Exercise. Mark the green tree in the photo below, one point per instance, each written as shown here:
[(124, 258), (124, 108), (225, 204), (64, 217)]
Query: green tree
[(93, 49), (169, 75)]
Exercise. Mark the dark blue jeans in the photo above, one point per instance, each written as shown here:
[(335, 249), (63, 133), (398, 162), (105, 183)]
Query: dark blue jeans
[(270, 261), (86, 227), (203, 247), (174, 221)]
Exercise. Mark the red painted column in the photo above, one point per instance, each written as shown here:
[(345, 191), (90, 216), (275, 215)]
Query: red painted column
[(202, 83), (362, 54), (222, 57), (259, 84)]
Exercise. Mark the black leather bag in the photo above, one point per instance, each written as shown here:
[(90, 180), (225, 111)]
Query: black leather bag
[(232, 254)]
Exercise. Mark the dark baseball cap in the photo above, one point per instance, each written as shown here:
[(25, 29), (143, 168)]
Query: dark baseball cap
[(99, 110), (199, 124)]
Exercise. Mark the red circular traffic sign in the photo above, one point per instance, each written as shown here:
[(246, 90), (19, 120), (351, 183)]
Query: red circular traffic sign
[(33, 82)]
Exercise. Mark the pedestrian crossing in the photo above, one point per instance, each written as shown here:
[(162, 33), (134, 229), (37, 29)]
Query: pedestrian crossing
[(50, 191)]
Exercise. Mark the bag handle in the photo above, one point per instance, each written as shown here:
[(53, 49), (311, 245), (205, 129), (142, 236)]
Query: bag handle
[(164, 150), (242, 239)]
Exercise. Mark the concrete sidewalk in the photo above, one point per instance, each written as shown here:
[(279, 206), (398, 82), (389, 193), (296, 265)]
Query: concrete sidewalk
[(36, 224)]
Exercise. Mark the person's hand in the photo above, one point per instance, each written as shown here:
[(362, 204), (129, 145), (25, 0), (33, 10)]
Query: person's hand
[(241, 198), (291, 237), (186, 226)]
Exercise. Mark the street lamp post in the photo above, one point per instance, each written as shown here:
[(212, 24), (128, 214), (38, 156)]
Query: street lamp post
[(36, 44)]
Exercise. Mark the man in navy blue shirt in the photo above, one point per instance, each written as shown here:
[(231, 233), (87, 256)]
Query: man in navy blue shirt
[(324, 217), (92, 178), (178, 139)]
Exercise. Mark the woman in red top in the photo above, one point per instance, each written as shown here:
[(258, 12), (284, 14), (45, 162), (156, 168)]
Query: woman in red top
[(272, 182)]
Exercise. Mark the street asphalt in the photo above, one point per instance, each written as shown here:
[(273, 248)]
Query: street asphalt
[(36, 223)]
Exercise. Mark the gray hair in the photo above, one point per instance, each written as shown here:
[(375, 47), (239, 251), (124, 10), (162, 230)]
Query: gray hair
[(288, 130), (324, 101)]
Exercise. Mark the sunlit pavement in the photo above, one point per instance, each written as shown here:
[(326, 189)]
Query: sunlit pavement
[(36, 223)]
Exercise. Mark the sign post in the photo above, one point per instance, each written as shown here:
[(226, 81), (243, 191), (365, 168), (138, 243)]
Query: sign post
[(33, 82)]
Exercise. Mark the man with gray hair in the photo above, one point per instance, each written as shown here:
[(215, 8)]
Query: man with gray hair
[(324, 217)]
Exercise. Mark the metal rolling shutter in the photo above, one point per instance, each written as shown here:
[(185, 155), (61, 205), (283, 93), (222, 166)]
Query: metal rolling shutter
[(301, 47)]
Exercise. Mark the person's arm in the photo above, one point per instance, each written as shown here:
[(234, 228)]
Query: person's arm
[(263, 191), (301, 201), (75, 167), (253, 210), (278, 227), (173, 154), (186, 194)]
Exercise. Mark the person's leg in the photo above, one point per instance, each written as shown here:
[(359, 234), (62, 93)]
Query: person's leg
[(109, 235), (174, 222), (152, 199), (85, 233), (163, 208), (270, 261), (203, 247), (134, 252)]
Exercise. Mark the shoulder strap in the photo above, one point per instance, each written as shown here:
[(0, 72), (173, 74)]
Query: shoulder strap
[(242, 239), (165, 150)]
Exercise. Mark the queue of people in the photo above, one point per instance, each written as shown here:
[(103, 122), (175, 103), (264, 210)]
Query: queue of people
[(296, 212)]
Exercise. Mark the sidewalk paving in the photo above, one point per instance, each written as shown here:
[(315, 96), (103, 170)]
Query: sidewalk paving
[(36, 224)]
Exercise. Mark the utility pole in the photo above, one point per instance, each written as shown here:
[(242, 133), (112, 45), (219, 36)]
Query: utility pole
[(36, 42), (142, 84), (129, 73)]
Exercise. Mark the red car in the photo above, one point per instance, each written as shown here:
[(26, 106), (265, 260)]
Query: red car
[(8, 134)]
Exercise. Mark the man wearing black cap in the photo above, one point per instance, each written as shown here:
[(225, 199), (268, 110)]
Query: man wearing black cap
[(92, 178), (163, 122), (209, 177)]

-- WORK INSTRUCTIONS --
Reproduce the items from the start of the records through the line that contains "[(93, 49), (169, 75)]", both ends included, swapping "green" for "tall" and leaving everything else unchanged.

-- EXERCISE SOLUTION --
Exercise. Mark the tall tree in the photo below, one point per instance, each written as shown here:
[(124, 258), (124, 108), (225, 204), (64, 217)]
Query: tall tree
[(93, 49), (169, 75)]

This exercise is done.